▸ Assignment: Copy the records that follow exactly as written, but not their pictures.

▸ Information provided:
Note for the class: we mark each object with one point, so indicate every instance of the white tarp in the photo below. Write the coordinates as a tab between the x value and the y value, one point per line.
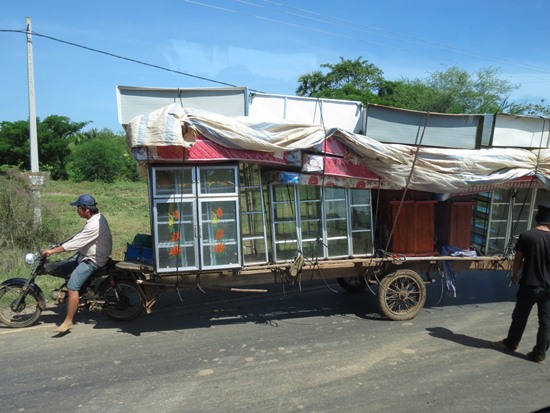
433	169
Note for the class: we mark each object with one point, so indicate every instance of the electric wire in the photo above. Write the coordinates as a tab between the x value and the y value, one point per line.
129	59
350	25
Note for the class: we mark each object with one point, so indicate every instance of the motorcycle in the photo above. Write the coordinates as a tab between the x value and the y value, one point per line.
110	290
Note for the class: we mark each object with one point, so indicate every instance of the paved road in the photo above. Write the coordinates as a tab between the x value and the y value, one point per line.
321	350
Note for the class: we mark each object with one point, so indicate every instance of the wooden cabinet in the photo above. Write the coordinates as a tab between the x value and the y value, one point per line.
454	224
414	229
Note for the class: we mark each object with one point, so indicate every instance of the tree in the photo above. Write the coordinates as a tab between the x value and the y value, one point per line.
101	156
452	90
348	79
54	139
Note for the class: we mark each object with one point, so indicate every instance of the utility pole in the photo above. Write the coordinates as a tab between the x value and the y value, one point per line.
32	103
36	178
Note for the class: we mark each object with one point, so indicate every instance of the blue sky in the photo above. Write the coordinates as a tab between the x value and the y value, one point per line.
265	45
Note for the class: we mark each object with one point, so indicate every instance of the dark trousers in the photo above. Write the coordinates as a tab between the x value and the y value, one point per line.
527	297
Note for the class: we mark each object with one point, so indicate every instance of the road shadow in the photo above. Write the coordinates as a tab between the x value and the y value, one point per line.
204	308
472	287
193	309
468	341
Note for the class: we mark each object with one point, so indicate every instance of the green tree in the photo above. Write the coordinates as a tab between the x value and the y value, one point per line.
349	79
452	90
54	140
101	156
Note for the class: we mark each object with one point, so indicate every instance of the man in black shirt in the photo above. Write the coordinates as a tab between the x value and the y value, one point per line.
533	258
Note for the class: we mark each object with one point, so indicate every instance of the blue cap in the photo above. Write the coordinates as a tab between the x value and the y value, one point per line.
84	200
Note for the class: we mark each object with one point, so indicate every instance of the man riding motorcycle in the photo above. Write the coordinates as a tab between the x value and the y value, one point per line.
94	245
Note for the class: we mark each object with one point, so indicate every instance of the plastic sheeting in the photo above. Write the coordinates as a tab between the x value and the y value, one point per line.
428	169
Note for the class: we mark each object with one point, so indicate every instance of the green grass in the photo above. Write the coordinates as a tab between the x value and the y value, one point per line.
124	204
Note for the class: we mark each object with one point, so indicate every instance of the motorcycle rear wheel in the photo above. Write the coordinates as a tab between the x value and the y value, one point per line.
29	309
123	302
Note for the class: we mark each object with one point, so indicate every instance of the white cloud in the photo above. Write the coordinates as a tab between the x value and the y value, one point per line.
210	61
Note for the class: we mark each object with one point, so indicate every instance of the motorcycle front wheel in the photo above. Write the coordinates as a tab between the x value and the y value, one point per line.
18	313
123	301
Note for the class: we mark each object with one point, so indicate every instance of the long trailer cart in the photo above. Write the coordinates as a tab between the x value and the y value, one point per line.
238	203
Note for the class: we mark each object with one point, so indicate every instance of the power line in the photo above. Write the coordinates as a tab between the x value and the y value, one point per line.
91	49
351	25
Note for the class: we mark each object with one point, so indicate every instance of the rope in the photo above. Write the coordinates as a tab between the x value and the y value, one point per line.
408	181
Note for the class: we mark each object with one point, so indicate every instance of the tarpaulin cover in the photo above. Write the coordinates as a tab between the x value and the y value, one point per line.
425	168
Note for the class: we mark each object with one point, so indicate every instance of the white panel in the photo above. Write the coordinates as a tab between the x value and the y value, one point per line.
520	131
135	101
391	125
329	113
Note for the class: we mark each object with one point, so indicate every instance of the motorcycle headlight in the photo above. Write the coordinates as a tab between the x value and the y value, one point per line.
30	258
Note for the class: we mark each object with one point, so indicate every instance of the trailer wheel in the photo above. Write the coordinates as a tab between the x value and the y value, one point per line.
402	294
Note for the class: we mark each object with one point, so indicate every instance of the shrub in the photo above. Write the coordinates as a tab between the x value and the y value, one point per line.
103	158
22	230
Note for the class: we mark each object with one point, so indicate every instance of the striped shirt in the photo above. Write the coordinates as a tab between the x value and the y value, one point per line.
94	242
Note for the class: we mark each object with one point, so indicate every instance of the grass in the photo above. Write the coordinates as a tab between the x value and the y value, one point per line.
124	204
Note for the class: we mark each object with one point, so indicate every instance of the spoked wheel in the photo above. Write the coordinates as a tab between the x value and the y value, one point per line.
124	301
354	284
401	295
15	312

▸ Completed task:
Note for the class: we mark each object with one point, so indicate every instance of the white tarp in the photo below. Write the coordinates as a tab between the x value and the y value, one point per line.
433	169
Note for the class: we mark each object with one point, so indicate every instance of the electric wire in the photo above. Write the coordinates as a tab between the x value and the y value, one point per line.
129	59
350	25
Note for the class: we mark each object with one point, so indicate every instance of the motorcycle in the photo above. Write the coordinates as a tab between the x value and the y value, one point per line.
110	290
Note for the class: we mark each object with one point, so indicate every instance of the paved road in the photo above. Write the coordinates as a tab between the x value and the y value, one point per line.
321	350
Note for the class: we mark each object with one point, so indicate every instance of the wooden cabinet in the photo above. Write the coordinates as a tab between the x value and the y value, one point per line.
454	224
414	229
Note for the class: we mark each object with one point, so indicate every instance of the tree in the photo above. Write the coordinates as a tab between the x value and the y value, one point per line.
101	156
452	90
348	79
54	139
Note for the class: we mark each object with one point, so indicate every instance of the utility pole in the photo above. Write the coordinates as a tab between the x value and the y value, one point per line.
32	103
36	178
Note for the class: we mark each object with one point, so indicate every instance of the blue sky in the photo above. Write the coordinates as a tab between the x value and the y value, one point per line.
265	45
Note for the class: we mark each object with one point, so indicate every instance of the dark trousers in the photo above. Write the coordinates as a tab between the x value and the y value, one point per line.
527	297
Note for the class: we mark each object with one point, so indicate every instance of the road shadow in the photo above. Write the coordinates as a tab between the x value and the y value, one point per line.
204	308
472	287
193	309
468	341
Note for the class: we mark each object with one point, so indicate every instance of the green tree in the photo above. Write the coordinates as a tab between the x value and the y value, one point per line.
349	79
452	90
54	140
101	156
Note for the class: we mark each object with one point, so indicate every instance of the man in black shirt in the photo above. Write the coordinates as a tab between the x value and the y value, one point per line.
533	258
Note for the class: we mark each object with one point, so indicate every instance of the blue cap in the photo above. Write the coordinates as a tab between the x value and the y value, one point per line.
84	200
Note for the class: we mark each object with one point, so indicate every instance of the man riding motorcycle in the photo above. Write the coordinates as a tab between the x value and the y value, one point per line.
94	245
Note for the class: we mark each object with one point, so indicate every instance of the plastic sheeting in the photo above. Write the coordinates as a tab between the x value and the y value, one point per line.
428	169
Note for the class: we mark each object with one point, so indicate every instance of the green grass in the photo above. Write the coordinates as a tab between the x value and the y value, one point per line.
124	204
Note for the class: we mark each object with one point, so indicate every instance of the motorcycle rear wheel in the photo above. Write the coordinates as a tab between the x value and the y value, one point per line.
29	309
123	302
Note for the class: we mark each object with one point, so indicate every instance of the white cloud in the photo above. Write the coordinates as a tab between the x value and the y value, one point per line.
210	61
Note for the class: we mark each object with one point, so indicate every instance of the motorcycle front wheel in the photo above. Write the coordinates as a tab between the x value and the y value, one point per line.
18	313
123	301
Note for the class: we mark each object with one point, so indicate every instance of the long trailer cart in the photo above. Write the coordinates as a tab between the x value and the y value, one point per line.
238	203
Note for the class: we mark each object with one point, so indicate every instance of the power line in the photo above. Write the coordinates as a tab between the x value and the y value, one point per line.
91	49
351	25
Note for the class: we mark each object with one point, so indicate every instance of the rope in the photo above. Write the coordinates as a tab between the x value and the y value, one point per line.
408	181
Note for the class: we mark each object with one point, so indicate every instance of the tarpaulin cover in the photo above. Write the coordinates as a tab between the x value and the y value, one point per line.
425	168
Note for the class: we mark each object with one point, so indicate every instance of the white panel in the photo above. Write the coordinates as a tab between the x value and the y value, one point per line.
520	131
135	101
391	125
329	113
Note for the class: we mark each object with one point, so indicate every instance of the motorcycle headlight in the photo above. Write the coordinates as a tab between the x value and the y value, one point per line.
30	258
Note for the class: we mark each object with one point, so indicate every instance of the trailer wheel in the photo above. Write the coordinates as a tab between the x value and the y value, one point per line.
402	294
Note for the class: we mark each object with one point, so indicate every instance of the shrub in the photo above. Write the coordinates as a tab between the x value and the y value, one point per line.
103	158
22	230
Note for the class: we mark each object with one point, so indicate every instance of the striped shirt in the photo above. Write the coordinates as a tab between the x value and the y value, one point per line.
94	242
Note for the class: we mark each object with one point, so indicate every instance of the grass in the photo above. Write the coordinates as a tab between the x value and the y value, one point per line.
124	204
Note for the class: we mark each object with one point, so indicate every instance of the spoked wheel in the photo above. Write the coordinates as a tab between the x value and the y value, one point per line.
124	301
354	284
401	295
15	312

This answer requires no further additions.